* [Consegna 1]:
Estrai dalle voci, riportandole identiche, tutte le righe dalla riga che contiene "Quiz Question: What are the coordinates of the purple and" giù fino all'ultima riga delle voci, estremi inclusi.

* [Testo fornito]:
- - -
Una tragedia familiare cui si è aggiunto il peso doloroso della sentenza di condanna che ha chiuso il primo atto del procedimento giudiziario per l’ipotesi di reato di omicidio colposo avviato dalla Procura di Udine nei confronti di Gnesutta, in quanto pilota del velivolo, un Vds avanzato Tecnam P92, al momento dell’incidente.
Ritenendolo colpevole della negligenza o, comunque, dell’imprudenza contestate dal pm Elena Torresin, il giudice monocratico Carla Missera, riconosciute le circostanze attenuanti generiche, gli ha inflitto quattro mesi di reclusione, con i doppi benefici della sospensione condizionale della pena e della non menzione. Un verdetto più misurato rispetto alla condanna a un anno proposta dalla pubblica accusa, ma che il difensore, avvocato Simone Zancani, del foro di Venezia, ha accolto con estremo disappunto.
- - -
* [Dati dell'esercizio]:

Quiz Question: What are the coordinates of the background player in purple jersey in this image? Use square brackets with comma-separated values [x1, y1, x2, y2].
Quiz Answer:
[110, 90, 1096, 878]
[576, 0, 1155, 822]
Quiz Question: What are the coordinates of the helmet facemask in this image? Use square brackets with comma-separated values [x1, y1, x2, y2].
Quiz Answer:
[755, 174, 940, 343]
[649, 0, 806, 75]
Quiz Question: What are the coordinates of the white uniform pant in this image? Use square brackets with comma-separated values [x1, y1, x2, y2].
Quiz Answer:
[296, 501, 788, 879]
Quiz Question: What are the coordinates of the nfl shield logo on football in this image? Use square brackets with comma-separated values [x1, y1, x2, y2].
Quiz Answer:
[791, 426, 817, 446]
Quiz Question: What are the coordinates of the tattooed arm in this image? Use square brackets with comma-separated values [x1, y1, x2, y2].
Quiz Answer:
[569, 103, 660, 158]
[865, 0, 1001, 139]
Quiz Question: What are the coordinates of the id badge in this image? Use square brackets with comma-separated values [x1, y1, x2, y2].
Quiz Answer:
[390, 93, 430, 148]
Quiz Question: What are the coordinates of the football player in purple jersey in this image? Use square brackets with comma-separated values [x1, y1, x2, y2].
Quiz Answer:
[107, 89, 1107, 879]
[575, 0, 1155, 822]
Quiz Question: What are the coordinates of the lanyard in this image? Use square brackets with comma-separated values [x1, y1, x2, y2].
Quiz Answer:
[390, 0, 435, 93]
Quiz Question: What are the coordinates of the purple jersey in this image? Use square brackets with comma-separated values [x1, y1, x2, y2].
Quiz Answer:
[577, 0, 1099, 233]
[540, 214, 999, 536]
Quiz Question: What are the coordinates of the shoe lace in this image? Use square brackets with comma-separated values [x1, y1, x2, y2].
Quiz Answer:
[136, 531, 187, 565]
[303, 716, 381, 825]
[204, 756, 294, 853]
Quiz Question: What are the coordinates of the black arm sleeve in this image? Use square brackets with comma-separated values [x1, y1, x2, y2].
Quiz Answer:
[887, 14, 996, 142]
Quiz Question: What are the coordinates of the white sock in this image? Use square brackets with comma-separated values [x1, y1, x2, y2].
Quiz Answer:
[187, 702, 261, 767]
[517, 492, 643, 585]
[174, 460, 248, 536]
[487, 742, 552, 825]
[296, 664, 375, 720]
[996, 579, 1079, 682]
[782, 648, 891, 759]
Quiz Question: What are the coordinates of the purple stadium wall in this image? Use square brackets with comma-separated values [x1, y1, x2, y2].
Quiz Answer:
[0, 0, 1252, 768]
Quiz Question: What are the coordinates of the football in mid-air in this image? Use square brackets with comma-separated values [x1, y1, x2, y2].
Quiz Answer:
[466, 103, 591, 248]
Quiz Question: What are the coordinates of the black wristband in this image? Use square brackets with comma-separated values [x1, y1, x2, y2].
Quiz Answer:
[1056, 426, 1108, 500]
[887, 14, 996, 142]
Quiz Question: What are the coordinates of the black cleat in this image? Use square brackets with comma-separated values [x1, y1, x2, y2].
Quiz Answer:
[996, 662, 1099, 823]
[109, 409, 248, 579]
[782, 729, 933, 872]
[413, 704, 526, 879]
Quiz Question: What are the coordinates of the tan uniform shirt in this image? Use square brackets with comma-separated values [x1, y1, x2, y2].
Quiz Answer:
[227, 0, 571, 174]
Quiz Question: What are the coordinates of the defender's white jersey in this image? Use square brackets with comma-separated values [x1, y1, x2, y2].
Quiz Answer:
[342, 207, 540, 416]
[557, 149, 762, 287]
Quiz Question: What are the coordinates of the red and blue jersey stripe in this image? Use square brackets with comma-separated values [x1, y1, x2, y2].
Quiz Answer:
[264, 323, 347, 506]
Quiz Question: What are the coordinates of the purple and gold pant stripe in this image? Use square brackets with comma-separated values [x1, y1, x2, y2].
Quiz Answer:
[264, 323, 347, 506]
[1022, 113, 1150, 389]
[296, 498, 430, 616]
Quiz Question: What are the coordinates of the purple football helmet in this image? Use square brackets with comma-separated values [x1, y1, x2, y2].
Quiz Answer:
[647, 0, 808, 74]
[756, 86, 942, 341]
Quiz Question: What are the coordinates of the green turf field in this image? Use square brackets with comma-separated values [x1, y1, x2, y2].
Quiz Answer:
- - -
* [Consegna 2]:
Per favore, copia dal testo fornito, senza alcuna modifica, tutto ciò che va da "Una tragedia familiare" fino a "al momento dell’incidente.", estremi inclusi.

* [Risposta completa 1]:
Quiz Question: What are the coordinates of the purple and gold pant stripe in this image? Use square brackets with comma-separated values [x1, y1, x2, y2].
Quiz Answer:
[264, 323, 347, 506]
[1022, 113, 1150, 389]
[296, 498, 430, 616]
Quiz Question: What are the coordinates of the purple football helmet in this image? Use square brackets with comma-separated values [x1, y1, x2, y2].
Quiz Answer:
[647, 0, 808, 74]
[756, 86, 942, 341]
Quiz Question: What are the coordinates of the green turf field in this image? Use square brackets with comma-separated values [x1, y1, x2, y2].
Quiz Answer:

* [Risposta completa 2]:
Una tragedia familiare cui si è aggiunto il peso doloroso della sentenza di condanna che ha chiuso il primo atto del procedimento giudiziario per l’ipotesi di reato di omicidio colposo avviato dalla Procura di Udine nei confronti di Gnesutta, in quanto pilota del velivolo, un Vds avanzato Tecnam P92, al momento dell’incidente.